Can you restate the records below word for word?

* START RECORDS TO USE *

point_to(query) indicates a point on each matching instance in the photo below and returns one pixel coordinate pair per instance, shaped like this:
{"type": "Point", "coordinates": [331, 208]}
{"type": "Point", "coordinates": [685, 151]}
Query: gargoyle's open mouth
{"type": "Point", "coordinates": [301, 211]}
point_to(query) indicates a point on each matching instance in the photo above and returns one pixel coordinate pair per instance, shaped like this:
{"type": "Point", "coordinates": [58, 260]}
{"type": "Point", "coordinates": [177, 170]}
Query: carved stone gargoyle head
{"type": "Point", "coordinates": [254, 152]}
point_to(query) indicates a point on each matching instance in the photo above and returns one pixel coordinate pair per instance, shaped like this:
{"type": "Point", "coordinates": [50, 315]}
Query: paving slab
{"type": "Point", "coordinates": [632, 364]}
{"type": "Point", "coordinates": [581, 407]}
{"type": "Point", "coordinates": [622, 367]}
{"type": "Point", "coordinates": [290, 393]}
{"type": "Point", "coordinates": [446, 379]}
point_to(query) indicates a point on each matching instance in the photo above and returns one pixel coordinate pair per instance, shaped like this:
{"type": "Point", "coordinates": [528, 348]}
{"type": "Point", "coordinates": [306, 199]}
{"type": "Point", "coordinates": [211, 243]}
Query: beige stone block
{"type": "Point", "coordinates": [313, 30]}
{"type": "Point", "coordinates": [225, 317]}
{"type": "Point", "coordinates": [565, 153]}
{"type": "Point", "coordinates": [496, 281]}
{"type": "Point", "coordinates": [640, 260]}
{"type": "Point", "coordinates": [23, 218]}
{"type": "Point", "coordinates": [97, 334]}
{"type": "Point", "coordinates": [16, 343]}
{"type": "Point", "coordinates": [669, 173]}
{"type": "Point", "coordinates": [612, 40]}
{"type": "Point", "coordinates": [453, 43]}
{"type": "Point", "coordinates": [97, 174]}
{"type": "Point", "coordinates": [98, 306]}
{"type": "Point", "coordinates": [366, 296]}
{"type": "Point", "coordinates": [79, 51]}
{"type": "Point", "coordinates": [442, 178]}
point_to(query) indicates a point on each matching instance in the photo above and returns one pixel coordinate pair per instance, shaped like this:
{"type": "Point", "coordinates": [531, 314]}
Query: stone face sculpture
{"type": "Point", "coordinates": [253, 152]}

* END RECORDS TO USE *

TASK RESPONSE:
point_to(query) indicates a point on each matching instance in the photo below and returns one pixel coordinate pair per instance, shaped like this:
{"type": "Point", "coordinates": [331, 208]}
{"type": "Point", "coordinates": [685, 151]}
Query: gargoyle's open mouth
{"type": "Point", "coordinates": [301, 211]}
point_to(query) indicates a point on each matching instance in the photo above and returns one pixel coordinate pair per instance, shaped like this:
{"type": "Point", "coordinates": [58, 260]}
{"type": "Point", "coordinates": [177, 170]}
Query: carved stone gargoyle head
{"type": "Point", "coordinates": [254, 152]}
point_to(query) indicates a point on each matching instance in the photo above and returns one pixel coordinate pair per instance, shaped like this:
{"type": "Point", "coordinates": [50, 315]}
Query: paving slab
{"type": "Point", "coordinates": [632, 364]}
{"type": "Point", "coordinates": [581, 407]}
{"type": "Point", "coordinates": [622, 367]}
{"type": "Point", "coordinates": [290, 393]}
{"type": "Point", "coordinates": [446, 379]}
point_to(query) indicates a point on each matching instance in the photo above and returns one pixel coordinate pair per instance, shaped like this:
{"type": "Point", "coordinates": [528, 348]}
{"type": "Point", "coordinates": [306, 199]}
{"type": "Point", "coordinates": [211, 243]}
Query: beige stone block
{"type": "Point", "coordinates": [313, 30]}
{"type": "Point", "coordinates": [225, 317]}
{"type": "Point", "coordinates": [565, 153]}
{"type": "Point", "coordinates": [496, 281]}
{"type": "Point", "coordinates": [640, 260]}
{"type": "Point", "coordinates": [23, 218]}
{"type": "Point", "coordinates": [97, 334]}
{"type": "Point", "coordinates": [16, 343]}
{"type": "Point", "coordinates": [669, 173]}
{"type": "Point", "coordinates": [612, 40]}
{"type": "Point", "coordinates": [453, 43]}
{"type": "Point", "coordinates": [97, 174]}
{"type": "Point", "coordinates": [98, 306]}
{"type": "Point", "coordinates": [366, 296]}
{"type": "Point", "coordinates": [79, 51]}
{"type": "Point", "coordinates": [442, 178]}
point_to(query) indicates a point on each matching instance in the photo above and returns one pixel coordinate pair per instance, shaped like this:
{"type": "Point", "coordinates": [531, 314]}
Query: stone face sculpture
{"type": "Point", "coordinates": [253, 152]}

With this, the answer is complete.